• _TASK TO COMPLETE_
Render the records below as a Markdown table with the columns Row and Line, one numbered row per line, with blank lines left out. Leave the pictures out of the answer.

[A few records]
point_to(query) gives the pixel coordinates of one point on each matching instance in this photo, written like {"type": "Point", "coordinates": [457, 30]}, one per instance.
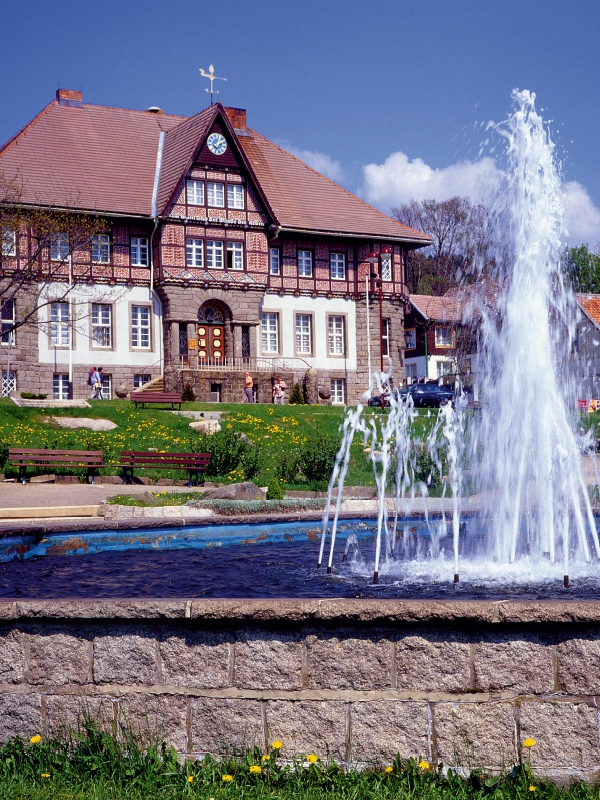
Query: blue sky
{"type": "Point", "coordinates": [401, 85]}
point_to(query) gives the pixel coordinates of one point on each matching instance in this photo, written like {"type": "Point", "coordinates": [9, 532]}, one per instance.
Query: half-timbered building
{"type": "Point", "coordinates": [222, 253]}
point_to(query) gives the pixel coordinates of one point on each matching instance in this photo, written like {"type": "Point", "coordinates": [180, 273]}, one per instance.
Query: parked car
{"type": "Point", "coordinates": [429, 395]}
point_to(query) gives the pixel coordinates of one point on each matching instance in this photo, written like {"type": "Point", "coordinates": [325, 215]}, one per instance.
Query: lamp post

• _REPLY TO THE TASK_
| Row | Line |
|---|---|
| 1 | point_to(query) gives the pixel coordinates of one point on each matching instance in this photo, written like {"type": "Point", "coordinates": [457, 30]}, one per instance. |
| 2 | Query: blue sky |
| 3 | {"type": "Point", "coordinates": [401, 85]} |
| 4 | point_to(query) gives the pixel coordinates of one point on each matching instance in this photo, written like {"type": "Point", "coordinates": [9, 532]}, one per instance. |
| 5 | Query: half-timbered building |
| 6 | {"type": "Point", "coordinates": [222, 253]} |
| 7 | point_to(query) gives the pixel coordinates of one point on each matching instance in this photo, written like {"type": "Point", "coordinates": [180, 273]}, one per instance. |
| 8 | Query: parked car |
| 9 | {"type": "Point", "coordinates": [429, 395]} |
| 10 | point_to(query) gives the pixel coordinates of one point on each matching instance in this photo, written like {"type": "Point", "coordinates": [325, 215]}, one per instance. |
| 11 | Query: lamp post |